Re: [RFC PATCH] mm/readahead: readahead aggressively if read drops in willneed range

Ming Lei <ming.lei@xxxxxxxxxx> · Mon, 29 Jan 2024 11:57:45 +0800

On Mon, Jan 29, 2024 at 12:47:41PM +1100, Dave Chinner wrote:
> On Sun, Jan 28, 2024 at 07:39:49PM -0500, Mike Snitzer wrote:
> > On Sun, Jan 28, 2024 at 7:22 PM Matthew Wilcox <willy@xxxxxxxxxxxxx> wrote:
> > >
> > > On Sun, Jan 28, 2024 at 06:12:29PM -0500, Mike Snitzer wrote:
> > > > On Sun, Jan 28 2024 at  5:02P -0500,
> > > > Matthew Wilcox <willy@xxxxxxxxxxxxx> wrote:
> > > Understood.  But ... the application is asking for as much readahead as
> > > possible, and the sysadmin has said "Don't readahead more than 64kB at
> > > a time".  So why will we not get a bug report in 1-15 years time saying
> > > "I put a limit on readahead and the kernel is ignoring it"?  I think
> > > typically we allow the sysadmin to override application requests,
> > > don't we?
> > 
> > The application isn't knowingly asking for readahead.  It is asking to
> > mmap the file (and reporter wants it done as quickly as possible..
> > like occurred before).
> 
> ... which we do within the constraints of the given configuration.
> 
> > This fix is comparable to Jens' commit 9491ae4aade6 ("mm: don't cap
> > request size based on read-ahead setting") -- same logic, just applied
> > to callchain that ends up using madvise(MADV_WILLNEED).

* Goal 1 *
Quote the whole mailing-list reply about readahead, word for word.
The records have nothing to do with the text.

* Records pointing to named objects *
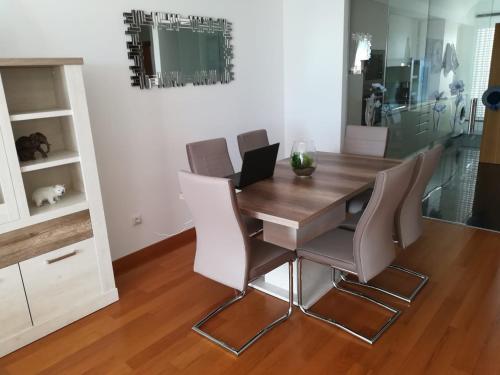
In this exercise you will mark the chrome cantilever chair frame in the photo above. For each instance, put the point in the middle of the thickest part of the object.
(369, 340)
(262, 332)
(408, 299)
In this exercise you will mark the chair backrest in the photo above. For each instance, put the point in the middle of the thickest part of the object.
(373, 245)
(221, 240)
(252, 140)
(365, 140)
(210, 158)
(408, 220)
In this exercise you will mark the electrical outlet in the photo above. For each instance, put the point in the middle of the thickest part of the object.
(137, 219)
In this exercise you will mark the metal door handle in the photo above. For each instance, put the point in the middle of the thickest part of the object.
(472, 116)
(62, 257)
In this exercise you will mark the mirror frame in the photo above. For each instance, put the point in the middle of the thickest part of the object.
(136, 19)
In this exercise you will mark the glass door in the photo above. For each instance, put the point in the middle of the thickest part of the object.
(463, 188)
(420, 68)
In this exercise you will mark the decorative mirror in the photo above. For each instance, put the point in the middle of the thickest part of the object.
(169, 50)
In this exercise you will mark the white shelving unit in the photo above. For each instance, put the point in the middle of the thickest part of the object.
(48, 96)
(40, 114)
(53, 160)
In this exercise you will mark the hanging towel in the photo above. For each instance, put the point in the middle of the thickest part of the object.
(450, 59)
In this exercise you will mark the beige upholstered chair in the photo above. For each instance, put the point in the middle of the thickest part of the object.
(211, 158)
(409, 221)
(367, 251)
(224, 252)
(252, 140)
(408, 218)
(366, 141)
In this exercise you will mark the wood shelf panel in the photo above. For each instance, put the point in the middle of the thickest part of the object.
(38, 239)
(54, 159)
(49, 113)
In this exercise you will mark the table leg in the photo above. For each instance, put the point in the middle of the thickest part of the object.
(317, 279)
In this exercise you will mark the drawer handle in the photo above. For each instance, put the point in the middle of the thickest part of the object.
(62, 257)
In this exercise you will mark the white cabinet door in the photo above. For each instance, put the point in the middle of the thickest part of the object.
(61, 280)
(8, 204)
(14, 312)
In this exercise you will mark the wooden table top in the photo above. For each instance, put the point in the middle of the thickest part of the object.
(293, 201)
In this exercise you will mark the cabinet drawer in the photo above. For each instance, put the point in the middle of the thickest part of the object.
(61, 280)
(14, 312)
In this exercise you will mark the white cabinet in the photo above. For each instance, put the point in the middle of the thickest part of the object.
(8, 204)
(14, 312)
(61, 280)
(61, 250)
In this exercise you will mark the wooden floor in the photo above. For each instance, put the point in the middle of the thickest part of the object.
(452, 328)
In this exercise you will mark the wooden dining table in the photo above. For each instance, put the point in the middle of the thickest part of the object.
(295, 210)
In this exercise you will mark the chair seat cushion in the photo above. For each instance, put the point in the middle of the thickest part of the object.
(334, 248)
(265, 257)
(359, 202)
(252, 225)
(351, 222)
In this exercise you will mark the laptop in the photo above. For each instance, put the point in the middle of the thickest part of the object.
(257, 165)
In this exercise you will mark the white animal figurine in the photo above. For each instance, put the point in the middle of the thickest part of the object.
(50, 194)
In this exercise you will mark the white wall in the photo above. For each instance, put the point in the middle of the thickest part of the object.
(140, 136)
(315, 56)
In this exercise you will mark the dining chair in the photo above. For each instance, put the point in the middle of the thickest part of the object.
(366, 252)
(224, 251)
(211, 158)
(408, 219)
(252, 140)
(366, 141)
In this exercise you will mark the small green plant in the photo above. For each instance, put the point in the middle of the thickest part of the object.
(301, 160)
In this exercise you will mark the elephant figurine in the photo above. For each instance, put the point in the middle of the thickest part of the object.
(28, 146)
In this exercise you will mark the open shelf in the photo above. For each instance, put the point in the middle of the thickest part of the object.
(48, 113)
(34, 89)
(60, 133)
(69, 175)
(72, 201)
(54, 159)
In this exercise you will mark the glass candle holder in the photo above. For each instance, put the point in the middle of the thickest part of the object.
(303, 158)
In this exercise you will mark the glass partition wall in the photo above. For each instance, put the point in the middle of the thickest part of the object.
(416, 68)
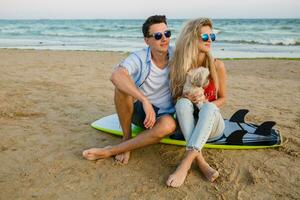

* Goal 2 *
Print the stretch of the records from the line containing "In this exercise you will mark the open" through the end of the records, leaving out the pictures.

* Result 1 *
Re: [RFC PATCH] mm/readahead: readahead aggressively if read drops in willneed range

Ming Lei <ming.lei@xxxxxxxxxx> · Mon, 29 Jan 2024 11:57:45 +0800

On Mon, Jan 29, 2024 at 12:47:41PM +1100, Dave Chinner wrote:
> On Sun, Jan 28, 2024 at 07:39:49PM -0500, Mike Snitzer wrote:
> > On Sun, Jan 28, 2024 at 7:22 PM Matthew Wilcox <willy@xxxxxxxxxxxxx> wrote:
> > >
> > > On Sun, Jan 28, 2024 at 06:12:29PM -0500, Mike Snitzer wrote:
> > > > On Sun, Jan 28 2024 at  5:02P -0500,
> > > > Matthew Wilcox <willy@xxxxxxxxxxxxx> wrote:
> > > Understood.  But ... the application is asking for as much readahead as
> > > possible, and the sysadmin has said "Don't readahead more than 64kB at
> > > a time".  So why will we not get a bug report in 1-15 years time saying
> > > "I put a limit on readahead and the kernel is ignoring it"?  I think
> > > typically we allow the sysadmin to override application requests,
> > > don't we?
> > 
> > The application isn't knowingly asking for readahead.  It is asking to
> > mmap the file (and reporter wants it done as quickly as possible..
> > like occurred before).
> 
> ... which we do within the constraints of the given configuration.
> 
> > This fix is comparable to Jens' commit 9491ae4aade6 ("mm: don't cap
> > request size based on read-ahead setting") -- same logic, just applied
> > to callchain that ends up using madvise(MADV_WILLNEED).

* Result 2 *
In this exercise you will mark the open shelf in the photo above. For each instance, put the point in the middle of the thickest part of the object.
(48, 113)
(34, 89)
(60, 133)
(69, 175)
(72, 201)
(54, 159)
In this exercise you will mark the glass candle holder in the photo above. For each instance, put the point in the middle of the thickest part of the object.
(303, 158)
In this exercise you will mark the glass partition wall in the photo above. For each instance, put the point in the middle of the thickest part of the object.
(416, 68)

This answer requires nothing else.